[Stored items from a collection]
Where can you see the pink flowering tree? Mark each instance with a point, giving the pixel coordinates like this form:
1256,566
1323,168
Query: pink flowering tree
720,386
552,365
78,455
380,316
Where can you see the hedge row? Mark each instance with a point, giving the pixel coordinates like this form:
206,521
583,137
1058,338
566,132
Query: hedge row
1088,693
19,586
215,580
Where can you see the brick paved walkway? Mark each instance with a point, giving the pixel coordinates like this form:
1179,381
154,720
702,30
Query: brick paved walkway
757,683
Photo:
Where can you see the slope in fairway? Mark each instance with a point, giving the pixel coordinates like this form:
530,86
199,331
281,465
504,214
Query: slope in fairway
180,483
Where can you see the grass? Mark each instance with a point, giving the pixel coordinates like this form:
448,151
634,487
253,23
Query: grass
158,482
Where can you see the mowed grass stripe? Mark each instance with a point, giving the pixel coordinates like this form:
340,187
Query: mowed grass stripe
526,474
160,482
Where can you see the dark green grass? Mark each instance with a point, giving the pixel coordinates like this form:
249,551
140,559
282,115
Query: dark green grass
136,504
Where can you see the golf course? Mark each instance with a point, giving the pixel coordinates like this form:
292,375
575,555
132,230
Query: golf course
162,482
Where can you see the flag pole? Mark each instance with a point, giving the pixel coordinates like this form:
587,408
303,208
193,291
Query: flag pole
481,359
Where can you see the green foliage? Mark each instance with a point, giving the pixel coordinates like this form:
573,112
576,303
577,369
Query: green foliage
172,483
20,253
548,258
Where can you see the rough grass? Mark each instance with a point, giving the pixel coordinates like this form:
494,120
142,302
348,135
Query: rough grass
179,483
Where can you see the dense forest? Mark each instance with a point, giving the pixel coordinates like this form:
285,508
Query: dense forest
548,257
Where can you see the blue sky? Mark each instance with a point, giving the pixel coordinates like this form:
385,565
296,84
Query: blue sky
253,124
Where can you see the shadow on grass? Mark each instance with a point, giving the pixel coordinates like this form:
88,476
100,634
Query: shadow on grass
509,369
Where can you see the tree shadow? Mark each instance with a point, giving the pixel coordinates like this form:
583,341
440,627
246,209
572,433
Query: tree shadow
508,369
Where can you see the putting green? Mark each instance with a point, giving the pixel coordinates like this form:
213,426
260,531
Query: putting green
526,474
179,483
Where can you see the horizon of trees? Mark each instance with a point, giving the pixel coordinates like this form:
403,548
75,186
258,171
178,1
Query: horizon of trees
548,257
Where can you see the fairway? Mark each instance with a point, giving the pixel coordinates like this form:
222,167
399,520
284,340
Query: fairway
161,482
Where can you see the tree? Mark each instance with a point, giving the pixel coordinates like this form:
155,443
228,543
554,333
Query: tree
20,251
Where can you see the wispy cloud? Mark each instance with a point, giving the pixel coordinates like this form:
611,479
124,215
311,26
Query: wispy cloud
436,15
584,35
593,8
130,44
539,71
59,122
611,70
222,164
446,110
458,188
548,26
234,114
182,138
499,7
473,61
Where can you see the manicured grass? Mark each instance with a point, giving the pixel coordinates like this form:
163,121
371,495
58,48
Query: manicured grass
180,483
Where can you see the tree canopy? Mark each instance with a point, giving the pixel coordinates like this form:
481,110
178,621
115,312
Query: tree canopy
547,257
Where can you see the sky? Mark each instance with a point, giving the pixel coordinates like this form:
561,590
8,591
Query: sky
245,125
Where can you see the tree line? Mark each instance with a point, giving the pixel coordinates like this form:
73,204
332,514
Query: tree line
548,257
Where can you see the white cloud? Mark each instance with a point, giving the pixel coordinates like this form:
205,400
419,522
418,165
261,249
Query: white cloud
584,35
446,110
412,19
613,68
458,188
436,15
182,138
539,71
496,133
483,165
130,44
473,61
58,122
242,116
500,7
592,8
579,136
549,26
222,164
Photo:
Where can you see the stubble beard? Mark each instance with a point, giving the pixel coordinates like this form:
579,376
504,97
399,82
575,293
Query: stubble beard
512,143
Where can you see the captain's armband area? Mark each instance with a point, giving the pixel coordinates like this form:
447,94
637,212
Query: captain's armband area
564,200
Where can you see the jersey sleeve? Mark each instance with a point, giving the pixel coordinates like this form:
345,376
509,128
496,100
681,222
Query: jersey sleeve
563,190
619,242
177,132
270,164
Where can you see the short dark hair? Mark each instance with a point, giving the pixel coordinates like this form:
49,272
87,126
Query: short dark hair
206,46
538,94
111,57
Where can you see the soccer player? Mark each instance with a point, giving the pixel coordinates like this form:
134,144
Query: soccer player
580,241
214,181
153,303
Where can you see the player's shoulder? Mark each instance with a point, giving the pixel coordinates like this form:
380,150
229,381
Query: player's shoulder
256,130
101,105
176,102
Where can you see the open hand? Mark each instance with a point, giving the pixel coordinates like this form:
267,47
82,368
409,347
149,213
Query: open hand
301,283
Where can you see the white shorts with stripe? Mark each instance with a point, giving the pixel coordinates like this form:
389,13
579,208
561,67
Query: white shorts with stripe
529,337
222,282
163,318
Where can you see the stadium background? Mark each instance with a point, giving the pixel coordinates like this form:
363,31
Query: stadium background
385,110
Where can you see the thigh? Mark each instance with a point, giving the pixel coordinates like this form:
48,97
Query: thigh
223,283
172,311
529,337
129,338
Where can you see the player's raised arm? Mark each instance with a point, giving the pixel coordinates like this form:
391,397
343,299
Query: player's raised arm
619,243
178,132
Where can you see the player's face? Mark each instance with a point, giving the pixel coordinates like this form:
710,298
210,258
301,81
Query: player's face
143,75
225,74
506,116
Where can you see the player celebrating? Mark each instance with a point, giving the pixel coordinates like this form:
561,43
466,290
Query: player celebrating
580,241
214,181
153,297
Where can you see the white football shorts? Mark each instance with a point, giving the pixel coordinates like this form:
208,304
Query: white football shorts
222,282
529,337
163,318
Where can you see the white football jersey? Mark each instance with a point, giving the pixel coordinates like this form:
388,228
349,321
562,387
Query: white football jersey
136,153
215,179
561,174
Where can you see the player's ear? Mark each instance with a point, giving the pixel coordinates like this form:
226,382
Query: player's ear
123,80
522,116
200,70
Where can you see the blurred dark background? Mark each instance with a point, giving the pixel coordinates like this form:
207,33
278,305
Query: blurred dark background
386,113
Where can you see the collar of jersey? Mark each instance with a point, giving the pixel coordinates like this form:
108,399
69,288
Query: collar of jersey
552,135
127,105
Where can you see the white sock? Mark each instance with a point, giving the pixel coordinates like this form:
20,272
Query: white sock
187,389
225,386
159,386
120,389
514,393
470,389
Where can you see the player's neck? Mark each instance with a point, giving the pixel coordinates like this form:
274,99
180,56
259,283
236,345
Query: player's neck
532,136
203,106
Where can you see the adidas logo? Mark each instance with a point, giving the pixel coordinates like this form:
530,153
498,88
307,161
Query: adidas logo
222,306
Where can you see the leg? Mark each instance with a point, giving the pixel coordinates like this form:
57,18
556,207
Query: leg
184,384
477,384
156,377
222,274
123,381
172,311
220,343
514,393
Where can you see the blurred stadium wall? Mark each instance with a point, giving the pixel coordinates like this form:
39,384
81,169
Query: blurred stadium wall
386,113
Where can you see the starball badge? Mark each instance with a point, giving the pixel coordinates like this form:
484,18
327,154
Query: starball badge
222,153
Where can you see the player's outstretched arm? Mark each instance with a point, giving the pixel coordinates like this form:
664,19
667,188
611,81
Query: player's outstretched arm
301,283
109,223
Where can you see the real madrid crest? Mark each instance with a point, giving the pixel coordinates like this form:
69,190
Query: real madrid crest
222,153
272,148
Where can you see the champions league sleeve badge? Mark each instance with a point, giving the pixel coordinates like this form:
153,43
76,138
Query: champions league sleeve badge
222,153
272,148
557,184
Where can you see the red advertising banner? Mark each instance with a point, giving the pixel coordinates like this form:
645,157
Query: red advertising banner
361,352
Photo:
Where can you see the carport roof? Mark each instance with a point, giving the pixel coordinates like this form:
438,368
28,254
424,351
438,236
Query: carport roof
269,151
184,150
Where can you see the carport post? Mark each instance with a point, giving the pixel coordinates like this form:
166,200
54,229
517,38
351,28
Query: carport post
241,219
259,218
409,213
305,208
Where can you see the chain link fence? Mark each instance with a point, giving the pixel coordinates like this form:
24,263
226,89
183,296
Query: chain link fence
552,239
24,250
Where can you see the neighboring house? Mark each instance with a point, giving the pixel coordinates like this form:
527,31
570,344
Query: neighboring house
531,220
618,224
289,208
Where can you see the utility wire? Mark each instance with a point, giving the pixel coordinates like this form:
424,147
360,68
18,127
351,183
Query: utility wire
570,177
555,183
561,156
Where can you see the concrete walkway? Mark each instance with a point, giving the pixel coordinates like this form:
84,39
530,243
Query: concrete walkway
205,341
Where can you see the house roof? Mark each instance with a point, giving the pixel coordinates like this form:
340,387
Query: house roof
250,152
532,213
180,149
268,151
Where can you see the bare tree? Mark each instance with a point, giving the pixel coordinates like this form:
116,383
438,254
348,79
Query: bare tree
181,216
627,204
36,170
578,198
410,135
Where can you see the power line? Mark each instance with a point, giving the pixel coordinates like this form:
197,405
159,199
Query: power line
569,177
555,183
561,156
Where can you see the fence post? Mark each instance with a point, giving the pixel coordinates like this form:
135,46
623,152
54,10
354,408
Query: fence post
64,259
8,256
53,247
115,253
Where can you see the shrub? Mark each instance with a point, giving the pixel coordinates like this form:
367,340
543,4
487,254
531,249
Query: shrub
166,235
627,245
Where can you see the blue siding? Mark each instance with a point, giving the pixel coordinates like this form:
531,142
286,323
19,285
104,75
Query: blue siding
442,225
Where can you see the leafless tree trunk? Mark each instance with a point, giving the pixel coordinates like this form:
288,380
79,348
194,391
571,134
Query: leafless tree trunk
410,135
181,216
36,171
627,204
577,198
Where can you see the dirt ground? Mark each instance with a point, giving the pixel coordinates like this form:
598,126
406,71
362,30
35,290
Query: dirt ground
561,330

# WORK INSTRUCTIONS
Could you set down exactly the lines from the one containing "Query: leafless tree trunk" through the last line of the records above, both included?

# REPLY
Query: leafless tree trunk
410,135
181,216
36,171
627,204
577,198
Where can you see the dirt ground? Mark each instance with a point, giving the pixel coordinates like this form:
598,126
406,71
362,30
35,290
Query: dirt ground
561,330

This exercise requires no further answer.